Study questions |
• A. Translate this sentence from the article on the Save Small Businesses march into Spanish: "The Coalition contends the economy has become a public health matter."
• B. Reproduce the protest march article from "Many small businesses" up to and including "these unanticipated shutdowns.".

Provided passage |
⟨

“Save Our Jobs! Save Our Jobs!”
That was the rallying cry as about 50 people marched Saturday afternoon in a 4.5-mile Save Small Businesses protest march demanding the state of California quit ordering business closures as a way to stop spikes in COVID-19.
Organized by the recently formed California Coalition for Safe Reopening, the march started in Hollywood on Hollywood Boulevard, went south on La Brea Avenue and then turned west on Santa Monica Boulevard through West Hollywood, ending in Beverly Hills near Doheny Drive.
The protesters wore green t-shirts which read “Save Small Businesses. Stop the Closures.” Sheriff’s cars escorted the group along Santa Monica Boulevard, blocking intersections as they passed through.
Genevieve Morrill, the president of the West Hollywood Chamber of Commerce and a co-founder of the Coalition, lead the march with a megaphone chanting, “Gov. Newsom, Quit Shutting Us Down, We’re Safer at Work!”, “Gov. Newsom, Save Our Small Businesses!” and “What do We Want? Open and Safe!”
The Coalition says that the vast majority of small businesses such as restaurants and nail salons are not the cause of recent surges in coronavirus cases. They point out these small businesses have spent many thousands of dollars to install plexiglass and follow other safety protocols, yet they are now being punished for following the rules with these closures.
Many small businesses are in danger of closing permanently due to this most recent lockdown order from the state. The Coalition contends the economy has become a public health matter.
The Coalition wants the state to create a Safe Reopening Task Force to come up with long-term solutions for reopening rather than the haphazard method currently being utilized. They also want the state to create a California COVID-19 Emergency Business Interruption Fund to help businesses get through these unanticipated shutdowns.
Los Angeles County shuttered outdoor dining at restaurants on Nov. 25 because of the recent COVID surges, meaning restaurants can now only offer take-out orders and delivery.
The state of California’s lockdown order on Dec. 7 for the 11 counties in the Southern California region shuttered outdoor dining in the rest of the region.
The state’s lockdown order also forced barbershops, hair salons and nail salons to close entirely, while other businesses classified as non-essential must operate at 20% capacity.
The lockdown order is currently scheduled to be lifted on Dec. 28, but could be extended if COVID numbers don’t come down substantially.

⟩

Data listing |
⟨

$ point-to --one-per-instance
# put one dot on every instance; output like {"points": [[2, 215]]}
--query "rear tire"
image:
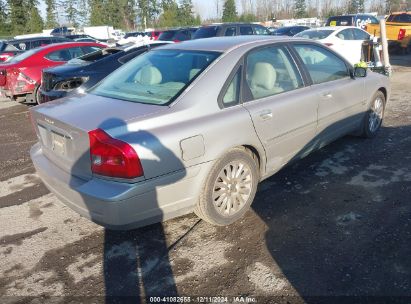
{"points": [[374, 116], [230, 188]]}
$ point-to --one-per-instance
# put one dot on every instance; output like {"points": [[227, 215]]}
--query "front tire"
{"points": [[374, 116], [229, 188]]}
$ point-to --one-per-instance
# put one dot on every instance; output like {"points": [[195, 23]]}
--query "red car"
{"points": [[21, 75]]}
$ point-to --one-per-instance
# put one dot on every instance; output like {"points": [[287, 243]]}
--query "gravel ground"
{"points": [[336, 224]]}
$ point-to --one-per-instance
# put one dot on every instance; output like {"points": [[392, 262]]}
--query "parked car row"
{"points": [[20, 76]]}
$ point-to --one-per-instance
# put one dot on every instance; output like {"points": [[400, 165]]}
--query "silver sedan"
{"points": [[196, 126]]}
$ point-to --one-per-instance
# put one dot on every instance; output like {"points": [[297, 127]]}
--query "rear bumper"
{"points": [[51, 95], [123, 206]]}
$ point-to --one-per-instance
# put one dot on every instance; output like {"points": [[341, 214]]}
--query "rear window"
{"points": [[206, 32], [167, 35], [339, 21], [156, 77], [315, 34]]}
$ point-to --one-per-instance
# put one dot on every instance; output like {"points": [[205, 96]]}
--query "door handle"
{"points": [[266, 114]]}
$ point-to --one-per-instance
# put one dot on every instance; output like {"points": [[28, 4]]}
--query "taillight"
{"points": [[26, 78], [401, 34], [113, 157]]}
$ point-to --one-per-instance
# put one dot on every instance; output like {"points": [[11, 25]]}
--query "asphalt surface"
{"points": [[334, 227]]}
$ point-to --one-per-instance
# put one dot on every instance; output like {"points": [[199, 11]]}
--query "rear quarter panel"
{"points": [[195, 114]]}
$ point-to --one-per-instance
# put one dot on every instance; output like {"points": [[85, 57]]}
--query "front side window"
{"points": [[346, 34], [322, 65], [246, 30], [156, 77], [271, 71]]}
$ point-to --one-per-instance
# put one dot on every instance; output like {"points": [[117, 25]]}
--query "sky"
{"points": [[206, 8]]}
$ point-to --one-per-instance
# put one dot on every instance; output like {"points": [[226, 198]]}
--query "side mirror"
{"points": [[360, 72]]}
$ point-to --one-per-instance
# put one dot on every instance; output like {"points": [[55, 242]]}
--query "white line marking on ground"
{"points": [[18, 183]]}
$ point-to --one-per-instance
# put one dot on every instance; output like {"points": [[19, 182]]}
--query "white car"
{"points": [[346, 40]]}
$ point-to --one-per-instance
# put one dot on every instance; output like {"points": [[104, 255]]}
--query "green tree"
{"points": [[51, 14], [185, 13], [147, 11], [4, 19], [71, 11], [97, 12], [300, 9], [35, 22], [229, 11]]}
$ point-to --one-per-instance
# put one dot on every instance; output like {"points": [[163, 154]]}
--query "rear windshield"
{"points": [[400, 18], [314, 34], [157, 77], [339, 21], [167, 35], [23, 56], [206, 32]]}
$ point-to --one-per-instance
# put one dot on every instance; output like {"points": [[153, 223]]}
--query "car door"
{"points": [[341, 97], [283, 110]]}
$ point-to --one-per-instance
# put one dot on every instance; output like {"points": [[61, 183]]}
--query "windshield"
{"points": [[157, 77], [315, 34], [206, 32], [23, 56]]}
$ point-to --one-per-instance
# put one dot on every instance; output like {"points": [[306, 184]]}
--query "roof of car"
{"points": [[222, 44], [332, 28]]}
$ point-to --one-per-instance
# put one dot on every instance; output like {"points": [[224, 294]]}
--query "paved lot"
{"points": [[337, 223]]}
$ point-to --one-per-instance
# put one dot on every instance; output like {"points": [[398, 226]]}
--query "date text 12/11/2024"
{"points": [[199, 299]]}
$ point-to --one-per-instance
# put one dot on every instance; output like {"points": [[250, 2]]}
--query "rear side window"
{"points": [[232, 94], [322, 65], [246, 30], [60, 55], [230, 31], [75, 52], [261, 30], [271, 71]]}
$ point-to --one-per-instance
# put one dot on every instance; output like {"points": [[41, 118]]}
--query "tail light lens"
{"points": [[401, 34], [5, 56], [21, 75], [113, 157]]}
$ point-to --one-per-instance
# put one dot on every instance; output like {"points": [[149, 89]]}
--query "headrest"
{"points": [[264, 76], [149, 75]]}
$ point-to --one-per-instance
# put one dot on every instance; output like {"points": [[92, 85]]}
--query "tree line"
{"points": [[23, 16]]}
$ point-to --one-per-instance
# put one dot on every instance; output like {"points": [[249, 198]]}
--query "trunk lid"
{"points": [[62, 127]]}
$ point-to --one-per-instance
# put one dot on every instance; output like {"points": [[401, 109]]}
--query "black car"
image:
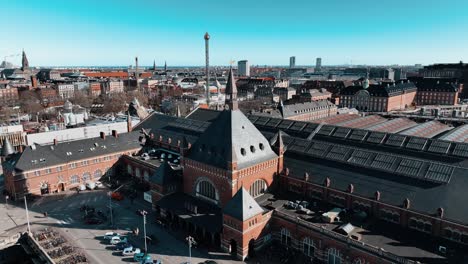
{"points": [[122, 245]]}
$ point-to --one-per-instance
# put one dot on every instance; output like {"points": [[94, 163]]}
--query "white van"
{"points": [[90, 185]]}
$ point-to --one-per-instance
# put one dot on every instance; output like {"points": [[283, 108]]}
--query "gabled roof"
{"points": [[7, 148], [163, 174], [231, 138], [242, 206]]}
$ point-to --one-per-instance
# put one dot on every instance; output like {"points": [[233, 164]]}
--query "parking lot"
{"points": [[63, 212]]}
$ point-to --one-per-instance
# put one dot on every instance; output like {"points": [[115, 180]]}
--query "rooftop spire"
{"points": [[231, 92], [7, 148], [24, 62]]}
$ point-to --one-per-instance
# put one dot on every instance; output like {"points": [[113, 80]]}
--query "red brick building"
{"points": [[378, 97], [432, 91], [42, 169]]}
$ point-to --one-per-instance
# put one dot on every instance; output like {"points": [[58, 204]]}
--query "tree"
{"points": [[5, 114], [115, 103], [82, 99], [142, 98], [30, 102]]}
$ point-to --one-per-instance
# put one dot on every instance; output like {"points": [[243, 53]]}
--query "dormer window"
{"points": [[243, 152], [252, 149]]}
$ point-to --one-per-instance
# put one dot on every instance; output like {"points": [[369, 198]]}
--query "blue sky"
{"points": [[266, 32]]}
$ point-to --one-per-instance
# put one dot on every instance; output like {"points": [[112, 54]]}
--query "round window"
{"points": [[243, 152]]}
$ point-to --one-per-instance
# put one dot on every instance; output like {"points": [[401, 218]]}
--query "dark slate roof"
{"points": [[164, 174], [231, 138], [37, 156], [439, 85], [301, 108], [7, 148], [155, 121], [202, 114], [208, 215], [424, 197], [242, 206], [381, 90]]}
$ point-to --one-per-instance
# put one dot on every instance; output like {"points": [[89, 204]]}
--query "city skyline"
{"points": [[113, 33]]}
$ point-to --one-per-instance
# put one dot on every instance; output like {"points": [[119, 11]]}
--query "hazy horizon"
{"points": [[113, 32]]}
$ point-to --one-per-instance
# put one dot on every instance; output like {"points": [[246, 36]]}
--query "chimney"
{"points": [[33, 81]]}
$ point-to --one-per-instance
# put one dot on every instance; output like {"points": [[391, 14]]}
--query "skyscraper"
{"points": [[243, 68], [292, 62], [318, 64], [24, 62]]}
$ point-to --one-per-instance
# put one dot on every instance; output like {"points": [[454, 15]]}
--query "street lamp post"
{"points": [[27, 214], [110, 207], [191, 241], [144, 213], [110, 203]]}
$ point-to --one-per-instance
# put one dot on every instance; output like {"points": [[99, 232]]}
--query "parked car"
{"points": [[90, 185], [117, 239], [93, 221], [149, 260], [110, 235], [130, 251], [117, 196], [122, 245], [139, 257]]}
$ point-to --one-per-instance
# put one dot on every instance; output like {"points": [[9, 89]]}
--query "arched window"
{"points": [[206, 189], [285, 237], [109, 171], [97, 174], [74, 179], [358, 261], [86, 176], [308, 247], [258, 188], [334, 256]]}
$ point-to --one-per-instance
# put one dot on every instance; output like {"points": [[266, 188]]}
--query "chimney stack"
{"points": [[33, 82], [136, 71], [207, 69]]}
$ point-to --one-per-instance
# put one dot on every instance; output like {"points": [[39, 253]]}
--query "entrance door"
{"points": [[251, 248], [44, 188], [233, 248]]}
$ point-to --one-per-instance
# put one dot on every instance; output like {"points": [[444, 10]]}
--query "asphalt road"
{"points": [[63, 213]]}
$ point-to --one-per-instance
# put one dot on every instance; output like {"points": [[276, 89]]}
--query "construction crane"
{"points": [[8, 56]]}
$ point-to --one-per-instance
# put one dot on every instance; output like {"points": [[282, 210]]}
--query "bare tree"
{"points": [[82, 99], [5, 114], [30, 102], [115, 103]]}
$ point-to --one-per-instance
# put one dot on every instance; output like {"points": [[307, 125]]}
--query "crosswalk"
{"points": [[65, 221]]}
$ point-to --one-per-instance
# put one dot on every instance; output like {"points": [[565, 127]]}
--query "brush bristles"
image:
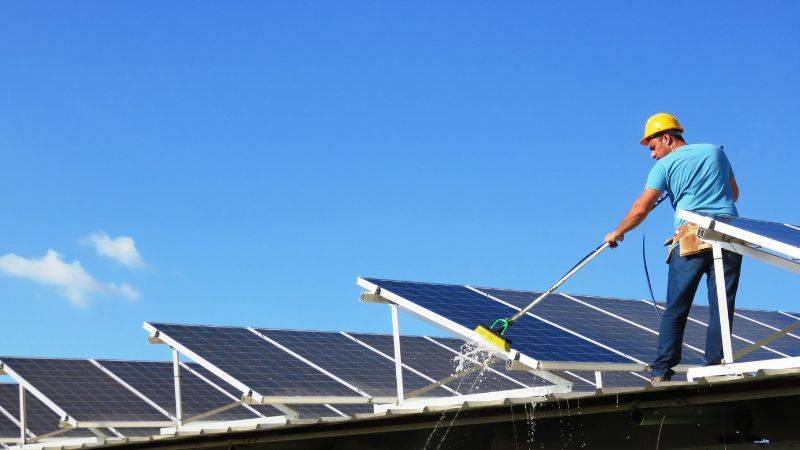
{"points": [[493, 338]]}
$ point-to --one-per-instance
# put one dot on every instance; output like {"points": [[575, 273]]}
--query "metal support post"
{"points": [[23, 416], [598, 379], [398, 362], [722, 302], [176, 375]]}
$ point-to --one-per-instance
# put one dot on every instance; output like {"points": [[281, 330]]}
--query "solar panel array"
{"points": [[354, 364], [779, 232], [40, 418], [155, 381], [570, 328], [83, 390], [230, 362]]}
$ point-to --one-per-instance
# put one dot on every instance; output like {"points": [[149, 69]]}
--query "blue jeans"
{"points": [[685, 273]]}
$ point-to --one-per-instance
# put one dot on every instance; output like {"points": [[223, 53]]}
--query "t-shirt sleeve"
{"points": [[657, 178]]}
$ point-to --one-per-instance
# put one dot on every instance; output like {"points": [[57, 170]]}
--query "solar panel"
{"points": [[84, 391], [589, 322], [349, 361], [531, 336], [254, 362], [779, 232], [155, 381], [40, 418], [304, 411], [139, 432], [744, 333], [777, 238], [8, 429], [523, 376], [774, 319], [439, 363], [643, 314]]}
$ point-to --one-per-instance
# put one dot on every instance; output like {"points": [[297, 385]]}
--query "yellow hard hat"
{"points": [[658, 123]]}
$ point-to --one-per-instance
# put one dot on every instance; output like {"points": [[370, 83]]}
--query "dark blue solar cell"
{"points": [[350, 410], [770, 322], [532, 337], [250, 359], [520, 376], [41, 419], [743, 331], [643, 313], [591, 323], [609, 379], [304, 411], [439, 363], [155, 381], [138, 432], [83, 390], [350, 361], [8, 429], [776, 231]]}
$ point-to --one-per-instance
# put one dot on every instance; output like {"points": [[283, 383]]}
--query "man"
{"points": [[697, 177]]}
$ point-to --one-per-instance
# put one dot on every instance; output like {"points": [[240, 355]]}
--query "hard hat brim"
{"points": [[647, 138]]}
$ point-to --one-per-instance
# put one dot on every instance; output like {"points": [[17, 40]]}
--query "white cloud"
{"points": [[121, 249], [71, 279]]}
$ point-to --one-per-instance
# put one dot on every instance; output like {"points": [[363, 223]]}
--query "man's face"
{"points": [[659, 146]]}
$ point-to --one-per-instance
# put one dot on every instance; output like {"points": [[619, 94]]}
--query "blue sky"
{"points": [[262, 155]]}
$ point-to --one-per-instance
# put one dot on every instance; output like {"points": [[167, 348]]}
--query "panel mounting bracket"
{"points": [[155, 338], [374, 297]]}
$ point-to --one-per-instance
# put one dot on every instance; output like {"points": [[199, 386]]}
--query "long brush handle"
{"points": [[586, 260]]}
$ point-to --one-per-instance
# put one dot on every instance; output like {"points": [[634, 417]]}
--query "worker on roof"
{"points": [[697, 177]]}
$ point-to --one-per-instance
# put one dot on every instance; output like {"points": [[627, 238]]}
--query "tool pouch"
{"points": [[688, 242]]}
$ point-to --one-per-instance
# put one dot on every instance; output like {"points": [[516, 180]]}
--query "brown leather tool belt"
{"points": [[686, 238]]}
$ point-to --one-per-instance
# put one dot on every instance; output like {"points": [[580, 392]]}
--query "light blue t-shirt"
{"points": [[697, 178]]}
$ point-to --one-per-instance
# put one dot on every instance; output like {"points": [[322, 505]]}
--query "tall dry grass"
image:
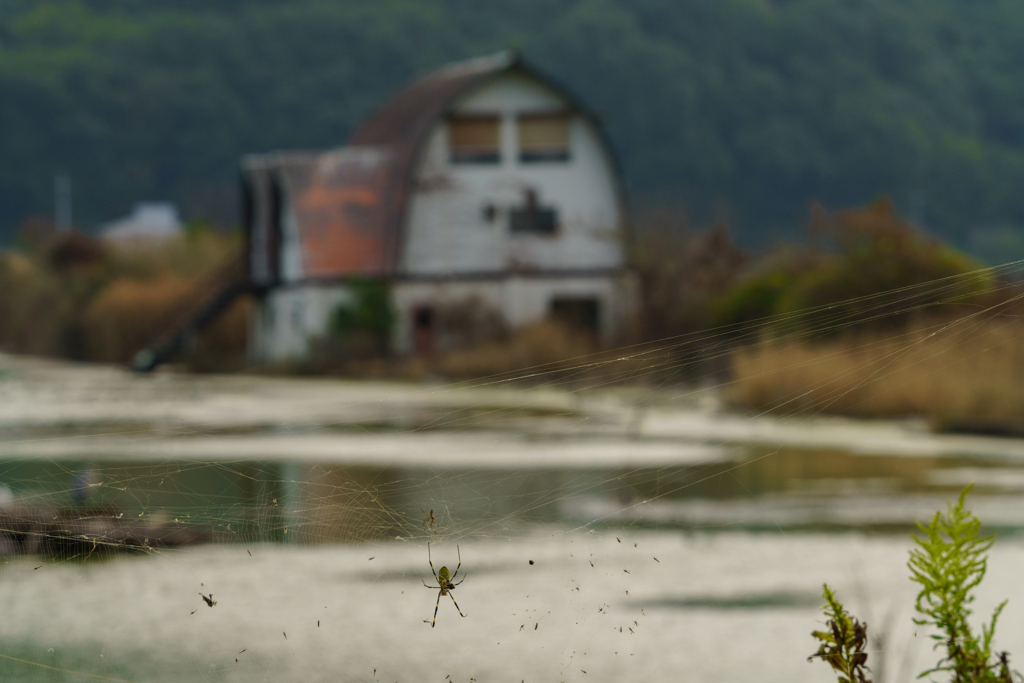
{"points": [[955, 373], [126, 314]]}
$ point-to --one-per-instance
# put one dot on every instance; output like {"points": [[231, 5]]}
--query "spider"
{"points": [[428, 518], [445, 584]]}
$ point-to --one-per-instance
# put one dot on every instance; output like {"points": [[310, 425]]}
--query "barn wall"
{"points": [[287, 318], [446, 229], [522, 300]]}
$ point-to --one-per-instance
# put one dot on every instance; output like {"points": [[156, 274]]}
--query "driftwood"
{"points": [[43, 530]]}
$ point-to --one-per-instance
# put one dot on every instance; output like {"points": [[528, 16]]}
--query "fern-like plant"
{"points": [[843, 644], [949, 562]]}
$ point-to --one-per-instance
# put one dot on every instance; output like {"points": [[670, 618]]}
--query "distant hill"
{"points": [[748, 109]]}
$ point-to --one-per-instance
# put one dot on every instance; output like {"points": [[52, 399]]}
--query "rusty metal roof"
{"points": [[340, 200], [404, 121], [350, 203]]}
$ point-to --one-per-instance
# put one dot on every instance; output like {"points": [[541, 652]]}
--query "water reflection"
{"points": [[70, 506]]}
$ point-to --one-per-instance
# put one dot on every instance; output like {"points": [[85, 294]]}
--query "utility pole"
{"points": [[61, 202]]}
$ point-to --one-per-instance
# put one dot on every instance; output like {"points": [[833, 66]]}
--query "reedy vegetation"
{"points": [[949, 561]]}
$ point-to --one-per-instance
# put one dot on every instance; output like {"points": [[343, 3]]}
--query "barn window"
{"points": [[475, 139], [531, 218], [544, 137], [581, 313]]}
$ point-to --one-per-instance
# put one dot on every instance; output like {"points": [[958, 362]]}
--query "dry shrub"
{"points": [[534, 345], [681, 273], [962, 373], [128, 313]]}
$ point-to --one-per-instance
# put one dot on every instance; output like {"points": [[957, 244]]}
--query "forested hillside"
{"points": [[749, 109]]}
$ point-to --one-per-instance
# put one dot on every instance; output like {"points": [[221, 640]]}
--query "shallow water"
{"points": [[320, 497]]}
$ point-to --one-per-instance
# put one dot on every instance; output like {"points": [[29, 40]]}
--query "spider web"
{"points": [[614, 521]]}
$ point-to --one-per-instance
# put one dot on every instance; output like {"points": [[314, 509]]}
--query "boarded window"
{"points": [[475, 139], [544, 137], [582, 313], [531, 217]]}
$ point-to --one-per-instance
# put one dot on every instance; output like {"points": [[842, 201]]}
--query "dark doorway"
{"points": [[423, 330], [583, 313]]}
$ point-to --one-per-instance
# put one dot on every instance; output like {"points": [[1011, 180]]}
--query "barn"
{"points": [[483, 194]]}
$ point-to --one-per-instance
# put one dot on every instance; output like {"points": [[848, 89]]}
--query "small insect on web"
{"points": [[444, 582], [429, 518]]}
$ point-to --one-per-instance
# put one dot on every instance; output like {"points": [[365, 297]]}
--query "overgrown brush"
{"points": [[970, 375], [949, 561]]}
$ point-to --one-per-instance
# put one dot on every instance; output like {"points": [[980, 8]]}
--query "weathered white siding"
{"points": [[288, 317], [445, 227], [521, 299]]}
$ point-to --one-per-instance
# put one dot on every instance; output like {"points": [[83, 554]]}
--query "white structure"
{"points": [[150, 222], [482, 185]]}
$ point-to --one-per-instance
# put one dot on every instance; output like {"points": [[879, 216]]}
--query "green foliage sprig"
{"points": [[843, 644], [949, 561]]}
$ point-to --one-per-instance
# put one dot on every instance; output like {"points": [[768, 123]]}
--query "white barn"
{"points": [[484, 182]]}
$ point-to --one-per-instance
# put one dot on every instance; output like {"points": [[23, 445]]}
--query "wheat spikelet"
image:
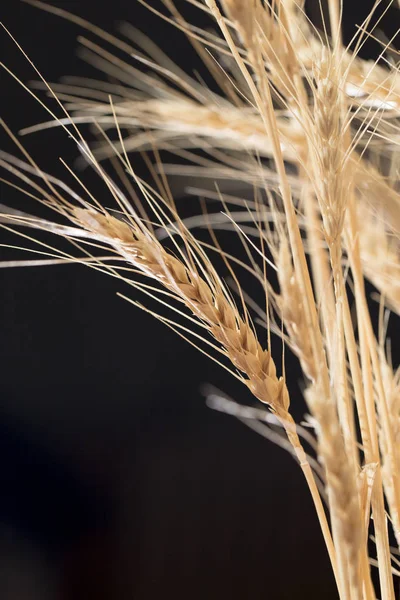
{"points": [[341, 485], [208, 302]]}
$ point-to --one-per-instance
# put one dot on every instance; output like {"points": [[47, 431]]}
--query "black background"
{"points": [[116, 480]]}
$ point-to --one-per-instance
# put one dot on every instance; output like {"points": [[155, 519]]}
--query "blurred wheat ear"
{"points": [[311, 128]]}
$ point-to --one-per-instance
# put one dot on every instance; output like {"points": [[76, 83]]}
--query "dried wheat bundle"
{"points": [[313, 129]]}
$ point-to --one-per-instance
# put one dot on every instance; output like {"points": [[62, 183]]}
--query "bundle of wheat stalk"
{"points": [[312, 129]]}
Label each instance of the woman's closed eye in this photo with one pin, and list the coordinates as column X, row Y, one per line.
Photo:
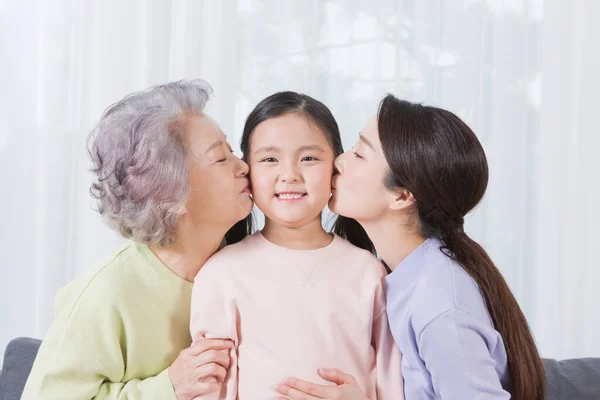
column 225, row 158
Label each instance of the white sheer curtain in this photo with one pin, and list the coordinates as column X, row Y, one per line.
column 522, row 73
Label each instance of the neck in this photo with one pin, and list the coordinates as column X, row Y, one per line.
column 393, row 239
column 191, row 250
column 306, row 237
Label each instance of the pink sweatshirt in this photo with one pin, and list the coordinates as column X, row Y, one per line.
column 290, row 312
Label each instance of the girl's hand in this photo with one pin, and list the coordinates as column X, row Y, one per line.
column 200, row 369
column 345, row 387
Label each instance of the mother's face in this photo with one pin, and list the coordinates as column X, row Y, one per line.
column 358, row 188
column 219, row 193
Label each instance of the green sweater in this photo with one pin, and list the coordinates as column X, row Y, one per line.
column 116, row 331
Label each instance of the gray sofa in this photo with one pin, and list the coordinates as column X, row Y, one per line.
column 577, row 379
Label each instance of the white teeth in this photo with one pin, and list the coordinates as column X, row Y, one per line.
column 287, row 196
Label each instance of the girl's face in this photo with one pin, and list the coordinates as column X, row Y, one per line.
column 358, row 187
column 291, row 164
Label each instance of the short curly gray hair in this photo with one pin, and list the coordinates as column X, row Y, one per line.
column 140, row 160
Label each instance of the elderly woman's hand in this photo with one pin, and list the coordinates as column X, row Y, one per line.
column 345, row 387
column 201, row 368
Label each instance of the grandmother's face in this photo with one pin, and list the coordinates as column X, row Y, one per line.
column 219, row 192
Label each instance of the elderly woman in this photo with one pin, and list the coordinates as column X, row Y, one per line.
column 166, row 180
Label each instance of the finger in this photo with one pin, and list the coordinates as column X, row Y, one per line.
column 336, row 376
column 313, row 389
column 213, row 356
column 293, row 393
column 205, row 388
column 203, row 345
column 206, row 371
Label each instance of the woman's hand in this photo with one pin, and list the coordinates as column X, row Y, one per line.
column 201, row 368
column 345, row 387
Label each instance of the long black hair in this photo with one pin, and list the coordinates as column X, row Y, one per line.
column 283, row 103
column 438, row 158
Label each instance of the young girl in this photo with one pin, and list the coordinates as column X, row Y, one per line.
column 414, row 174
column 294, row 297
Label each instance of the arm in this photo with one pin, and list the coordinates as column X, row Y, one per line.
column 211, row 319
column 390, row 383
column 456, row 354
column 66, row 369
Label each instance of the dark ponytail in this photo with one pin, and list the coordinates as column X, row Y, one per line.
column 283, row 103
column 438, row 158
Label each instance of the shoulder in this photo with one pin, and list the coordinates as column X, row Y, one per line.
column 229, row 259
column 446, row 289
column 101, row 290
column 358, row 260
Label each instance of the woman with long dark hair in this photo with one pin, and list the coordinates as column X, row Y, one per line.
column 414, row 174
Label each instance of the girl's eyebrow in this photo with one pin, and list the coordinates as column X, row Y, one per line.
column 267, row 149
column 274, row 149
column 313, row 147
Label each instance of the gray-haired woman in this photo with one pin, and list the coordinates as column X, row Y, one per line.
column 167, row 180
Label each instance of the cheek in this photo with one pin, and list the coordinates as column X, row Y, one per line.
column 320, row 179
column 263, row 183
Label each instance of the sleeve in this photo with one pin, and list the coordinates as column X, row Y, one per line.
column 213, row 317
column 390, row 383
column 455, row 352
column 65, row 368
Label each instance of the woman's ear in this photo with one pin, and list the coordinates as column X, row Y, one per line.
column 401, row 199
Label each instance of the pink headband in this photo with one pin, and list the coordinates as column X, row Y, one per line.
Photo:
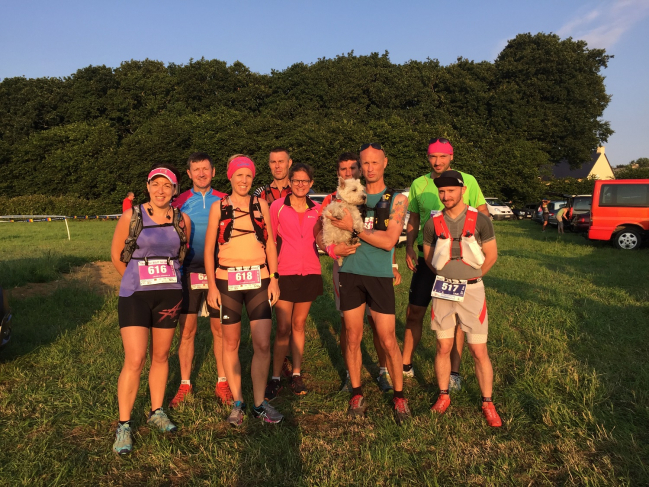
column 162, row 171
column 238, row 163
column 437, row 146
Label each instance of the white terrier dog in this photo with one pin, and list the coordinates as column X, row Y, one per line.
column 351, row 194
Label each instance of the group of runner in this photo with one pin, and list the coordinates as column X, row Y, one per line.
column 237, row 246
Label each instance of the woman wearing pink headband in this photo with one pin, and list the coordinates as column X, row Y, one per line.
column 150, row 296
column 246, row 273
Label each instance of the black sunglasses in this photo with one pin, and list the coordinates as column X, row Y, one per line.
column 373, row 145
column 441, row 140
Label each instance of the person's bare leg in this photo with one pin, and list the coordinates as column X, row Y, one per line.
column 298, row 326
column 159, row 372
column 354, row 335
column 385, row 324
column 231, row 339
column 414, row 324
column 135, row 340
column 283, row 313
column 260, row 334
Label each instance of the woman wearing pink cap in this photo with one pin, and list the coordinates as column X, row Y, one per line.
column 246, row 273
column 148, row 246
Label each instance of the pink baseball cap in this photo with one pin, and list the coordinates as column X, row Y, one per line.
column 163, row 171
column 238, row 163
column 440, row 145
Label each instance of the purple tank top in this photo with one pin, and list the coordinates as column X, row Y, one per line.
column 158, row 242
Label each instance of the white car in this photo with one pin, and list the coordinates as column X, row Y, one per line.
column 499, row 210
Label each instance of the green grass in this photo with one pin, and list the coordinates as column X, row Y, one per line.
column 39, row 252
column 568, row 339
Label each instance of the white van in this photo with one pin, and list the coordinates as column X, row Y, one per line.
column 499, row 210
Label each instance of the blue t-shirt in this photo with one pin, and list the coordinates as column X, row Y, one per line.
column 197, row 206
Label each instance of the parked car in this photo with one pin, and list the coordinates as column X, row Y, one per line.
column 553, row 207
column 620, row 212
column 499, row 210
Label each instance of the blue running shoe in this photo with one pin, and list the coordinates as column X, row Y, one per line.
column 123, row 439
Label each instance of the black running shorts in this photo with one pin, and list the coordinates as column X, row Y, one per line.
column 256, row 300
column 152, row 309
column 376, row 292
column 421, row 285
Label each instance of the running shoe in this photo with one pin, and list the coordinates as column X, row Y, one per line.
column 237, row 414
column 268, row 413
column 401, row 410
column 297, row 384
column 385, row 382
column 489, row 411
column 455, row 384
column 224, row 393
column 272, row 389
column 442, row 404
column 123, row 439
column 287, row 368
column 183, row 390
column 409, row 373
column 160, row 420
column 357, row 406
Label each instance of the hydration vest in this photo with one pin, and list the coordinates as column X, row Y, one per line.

⟩

Responses by item number |
• A. La Coalición sostiene que la economía se ha convertido en un asunto de salud pública.

• B.
Many small businesses are in danger of closing permanently due to this most recent lockdown order from the state. The Coalition contends the economy has become a public health matter.
The Coalition wants the state to create a Safe Reopening Task Force to come up with long-term solutions for reopening rather than the haphazard method currently being utilized. They also want the state to create a California COVID-19 Emergency Business Interruption Fund to help businesses get through these unanticipated shutdowns.